**Rows from a segmentation dataset**.
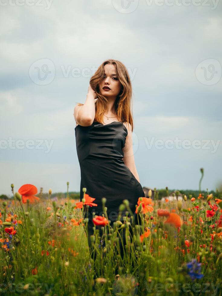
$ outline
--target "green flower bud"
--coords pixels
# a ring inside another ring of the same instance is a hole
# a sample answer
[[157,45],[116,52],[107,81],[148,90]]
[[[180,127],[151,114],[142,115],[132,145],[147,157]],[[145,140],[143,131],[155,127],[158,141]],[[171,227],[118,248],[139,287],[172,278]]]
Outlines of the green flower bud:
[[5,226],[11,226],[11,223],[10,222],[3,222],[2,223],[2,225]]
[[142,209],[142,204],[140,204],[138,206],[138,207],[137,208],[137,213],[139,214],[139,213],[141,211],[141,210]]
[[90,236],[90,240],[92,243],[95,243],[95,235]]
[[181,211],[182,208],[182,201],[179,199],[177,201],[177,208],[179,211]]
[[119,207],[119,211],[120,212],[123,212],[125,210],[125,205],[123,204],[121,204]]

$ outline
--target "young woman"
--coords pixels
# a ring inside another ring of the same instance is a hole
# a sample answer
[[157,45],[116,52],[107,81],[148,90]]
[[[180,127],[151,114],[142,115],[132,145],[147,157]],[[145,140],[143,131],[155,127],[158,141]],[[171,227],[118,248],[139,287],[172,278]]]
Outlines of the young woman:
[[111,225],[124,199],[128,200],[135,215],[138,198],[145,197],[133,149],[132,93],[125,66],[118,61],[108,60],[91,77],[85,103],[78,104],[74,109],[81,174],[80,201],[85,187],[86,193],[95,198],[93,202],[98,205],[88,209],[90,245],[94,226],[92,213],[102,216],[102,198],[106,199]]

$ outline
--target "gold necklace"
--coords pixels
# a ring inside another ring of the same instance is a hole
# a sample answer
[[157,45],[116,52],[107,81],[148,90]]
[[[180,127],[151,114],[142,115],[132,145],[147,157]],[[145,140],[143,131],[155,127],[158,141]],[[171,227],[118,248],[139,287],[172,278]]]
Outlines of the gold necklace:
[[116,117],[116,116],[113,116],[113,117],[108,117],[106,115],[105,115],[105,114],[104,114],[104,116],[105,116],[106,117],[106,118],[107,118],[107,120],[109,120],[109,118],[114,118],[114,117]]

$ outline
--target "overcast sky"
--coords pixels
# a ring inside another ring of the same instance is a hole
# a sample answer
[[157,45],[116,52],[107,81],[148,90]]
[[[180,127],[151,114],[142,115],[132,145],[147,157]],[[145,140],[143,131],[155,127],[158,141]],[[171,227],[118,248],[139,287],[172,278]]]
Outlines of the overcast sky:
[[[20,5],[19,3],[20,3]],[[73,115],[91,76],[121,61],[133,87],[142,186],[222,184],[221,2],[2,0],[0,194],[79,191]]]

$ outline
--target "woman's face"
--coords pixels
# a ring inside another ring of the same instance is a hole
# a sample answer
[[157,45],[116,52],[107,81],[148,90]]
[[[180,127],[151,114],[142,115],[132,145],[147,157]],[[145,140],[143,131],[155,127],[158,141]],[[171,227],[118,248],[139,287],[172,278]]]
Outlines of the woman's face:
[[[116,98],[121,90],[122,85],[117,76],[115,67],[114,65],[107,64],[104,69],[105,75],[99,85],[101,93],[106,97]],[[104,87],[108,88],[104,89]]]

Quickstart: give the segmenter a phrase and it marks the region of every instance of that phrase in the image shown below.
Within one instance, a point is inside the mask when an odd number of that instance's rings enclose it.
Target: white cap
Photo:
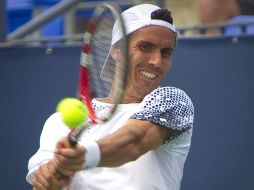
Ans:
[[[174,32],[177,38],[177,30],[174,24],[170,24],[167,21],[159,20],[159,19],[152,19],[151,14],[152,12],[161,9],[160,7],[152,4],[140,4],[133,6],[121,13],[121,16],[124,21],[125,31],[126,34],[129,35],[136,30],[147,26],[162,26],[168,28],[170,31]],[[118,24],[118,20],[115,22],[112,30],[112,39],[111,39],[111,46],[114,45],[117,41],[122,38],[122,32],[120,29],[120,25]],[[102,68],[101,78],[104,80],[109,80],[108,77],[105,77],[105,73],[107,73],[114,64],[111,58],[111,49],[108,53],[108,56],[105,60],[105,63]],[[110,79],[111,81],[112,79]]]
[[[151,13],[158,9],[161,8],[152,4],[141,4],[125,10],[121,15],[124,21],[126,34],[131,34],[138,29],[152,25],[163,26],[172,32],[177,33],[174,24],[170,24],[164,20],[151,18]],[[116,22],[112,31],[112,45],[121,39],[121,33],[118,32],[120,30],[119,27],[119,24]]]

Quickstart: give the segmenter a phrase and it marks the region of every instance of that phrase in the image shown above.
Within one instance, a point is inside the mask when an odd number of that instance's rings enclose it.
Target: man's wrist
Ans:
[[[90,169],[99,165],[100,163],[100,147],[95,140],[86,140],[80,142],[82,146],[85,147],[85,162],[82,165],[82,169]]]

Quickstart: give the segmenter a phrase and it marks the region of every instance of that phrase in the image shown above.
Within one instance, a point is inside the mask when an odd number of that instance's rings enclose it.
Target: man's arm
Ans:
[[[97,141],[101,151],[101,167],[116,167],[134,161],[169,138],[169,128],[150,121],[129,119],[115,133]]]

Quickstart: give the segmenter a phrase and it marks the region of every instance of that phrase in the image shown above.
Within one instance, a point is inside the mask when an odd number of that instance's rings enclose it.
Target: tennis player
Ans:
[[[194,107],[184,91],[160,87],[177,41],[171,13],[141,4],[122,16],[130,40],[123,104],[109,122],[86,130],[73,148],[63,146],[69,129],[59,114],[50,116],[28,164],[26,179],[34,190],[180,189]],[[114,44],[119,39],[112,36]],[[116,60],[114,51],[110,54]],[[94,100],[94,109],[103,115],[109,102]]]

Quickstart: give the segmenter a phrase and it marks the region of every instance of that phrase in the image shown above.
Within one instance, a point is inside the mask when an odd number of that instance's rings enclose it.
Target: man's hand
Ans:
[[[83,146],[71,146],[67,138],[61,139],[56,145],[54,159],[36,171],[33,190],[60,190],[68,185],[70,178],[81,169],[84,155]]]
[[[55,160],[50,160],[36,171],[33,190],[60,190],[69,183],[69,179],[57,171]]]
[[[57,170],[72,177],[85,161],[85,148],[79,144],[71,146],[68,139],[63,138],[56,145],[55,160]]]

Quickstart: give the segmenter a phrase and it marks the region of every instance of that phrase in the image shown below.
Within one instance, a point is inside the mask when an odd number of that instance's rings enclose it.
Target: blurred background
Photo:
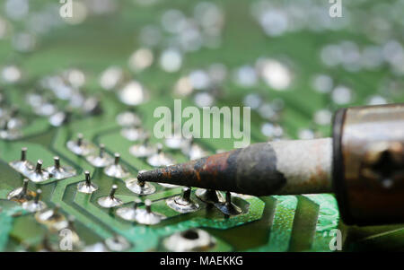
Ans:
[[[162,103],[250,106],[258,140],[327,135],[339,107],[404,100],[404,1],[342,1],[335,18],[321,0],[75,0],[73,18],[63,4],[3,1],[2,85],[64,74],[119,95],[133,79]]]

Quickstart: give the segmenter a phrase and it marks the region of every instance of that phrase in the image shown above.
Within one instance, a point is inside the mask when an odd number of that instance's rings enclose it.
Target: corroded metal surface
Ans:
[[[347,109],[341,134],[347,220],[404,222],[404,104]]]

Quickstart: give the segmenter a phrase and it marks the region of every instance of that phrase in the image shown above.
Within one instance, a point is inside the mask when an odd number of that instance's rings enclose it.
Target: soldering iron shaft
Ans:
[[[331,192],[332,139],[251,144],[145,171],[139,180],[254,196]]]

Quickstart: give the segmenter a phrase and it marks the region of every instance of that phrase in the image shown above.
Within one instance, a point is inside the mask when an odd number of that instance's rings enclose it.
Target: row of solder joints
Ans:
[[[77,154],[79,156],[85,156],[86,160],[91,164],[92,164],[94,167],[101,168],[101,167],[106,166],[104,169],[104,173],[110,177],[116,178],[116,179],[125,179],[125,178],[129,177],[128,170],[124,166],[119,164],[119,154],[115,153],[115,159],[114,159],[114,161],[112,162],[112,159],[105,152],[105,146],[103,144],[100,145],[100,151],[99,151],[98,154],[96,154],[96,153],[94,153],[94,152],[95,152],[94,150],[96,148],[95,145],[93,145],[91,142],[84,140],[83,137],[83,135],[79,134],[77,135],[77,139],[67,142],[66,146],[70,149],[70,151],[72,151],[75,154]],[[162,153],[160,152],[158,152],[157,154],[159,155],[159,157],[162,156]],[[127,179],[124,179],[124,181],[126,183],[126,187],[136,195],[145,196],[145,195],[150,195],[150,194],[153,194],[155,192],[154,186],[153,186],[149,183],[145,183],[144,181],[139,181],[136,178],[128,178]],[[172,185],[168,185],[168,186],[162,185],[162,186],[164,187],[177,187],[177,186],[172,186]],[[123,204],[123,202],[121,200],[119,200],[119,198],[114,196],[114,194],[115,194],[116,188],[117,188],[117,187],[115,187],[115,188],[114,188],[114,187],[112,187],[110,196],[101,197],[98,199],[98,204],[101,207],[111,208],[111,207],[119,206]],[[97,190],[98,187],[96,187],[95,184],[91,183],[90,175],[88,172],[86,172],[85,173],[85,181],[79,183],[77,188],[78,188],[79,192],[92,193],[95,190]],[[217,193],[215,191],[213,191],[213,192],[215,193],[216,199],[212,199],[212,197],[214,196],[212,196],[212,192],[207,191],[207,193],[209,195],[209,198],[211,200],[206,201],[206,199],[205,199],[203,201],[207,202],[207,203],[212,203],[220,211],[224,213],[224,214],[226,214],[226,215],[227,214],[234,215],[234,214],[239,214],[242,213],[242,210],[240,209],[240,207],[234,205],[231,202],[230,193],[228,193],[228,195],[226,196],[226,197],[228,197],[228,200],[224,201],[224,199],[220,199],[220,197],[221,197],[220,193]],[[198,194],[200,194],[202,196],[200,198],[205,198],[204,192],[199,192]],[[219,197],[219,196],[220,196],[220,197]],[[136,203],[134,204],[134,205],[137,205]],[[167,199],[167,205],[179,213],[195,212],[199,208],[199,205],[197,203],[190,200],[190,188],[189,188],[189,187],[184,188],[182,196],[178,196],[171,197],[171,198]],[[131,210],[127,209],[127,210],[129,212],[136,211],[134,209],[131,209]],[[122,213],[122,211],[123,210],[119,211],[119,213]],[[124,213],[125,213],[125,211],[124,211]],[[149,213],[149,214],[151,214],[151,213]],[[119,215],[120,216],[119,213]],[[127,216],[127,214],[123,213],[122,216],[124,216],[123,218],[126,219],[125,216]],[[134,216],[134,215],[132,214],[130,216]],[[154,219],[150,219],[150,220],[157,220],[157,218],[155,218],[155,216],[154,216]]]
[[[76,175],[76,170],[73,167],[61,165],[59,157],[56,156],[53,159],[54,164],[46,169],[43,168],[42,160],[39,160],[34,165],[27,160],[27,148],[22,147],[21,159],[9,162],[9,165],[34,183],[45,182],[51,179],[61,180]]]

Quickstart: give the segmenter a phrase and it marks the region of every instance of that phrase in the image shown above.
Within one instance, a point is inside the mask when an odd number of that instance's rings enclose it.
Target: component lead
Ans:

**STATED GOAL**.
Output the lines from the very first one through the line that holds "[[5,226],[11,226],[11,223],[10,222],[3,222],[2,223],[2,225]]", both ends included, as a Markdown table with the columns "Row" and "Line". Skip blank lines and leave the picture out.

**SOLUTION FOR THIS TASK**.
| Row | Line |
|---|---|
| 1 | $ outline |
| 2 | --target "green flower bud" |
| 3 | --coords pixels |
| 4 | # a ring inside another ring of the same instance is a hole |
| 5 | # a sample answer |
| 6 | [[157,45],[116,52],[107,81],[148,90]] |
| 7 | [[[180,127],[151,114],[142,115],[132,145],[147,157]],[[145,140],[143,131],[155,127],[158,141]],[[171,227],[118,248],[139,287],[172,278]]] |
| 8 | Outlines of the green flower bud: |
| 9 | [[5,226],[11,226],[11,223],[10,222],[3,222],[2,223],[2,225]] |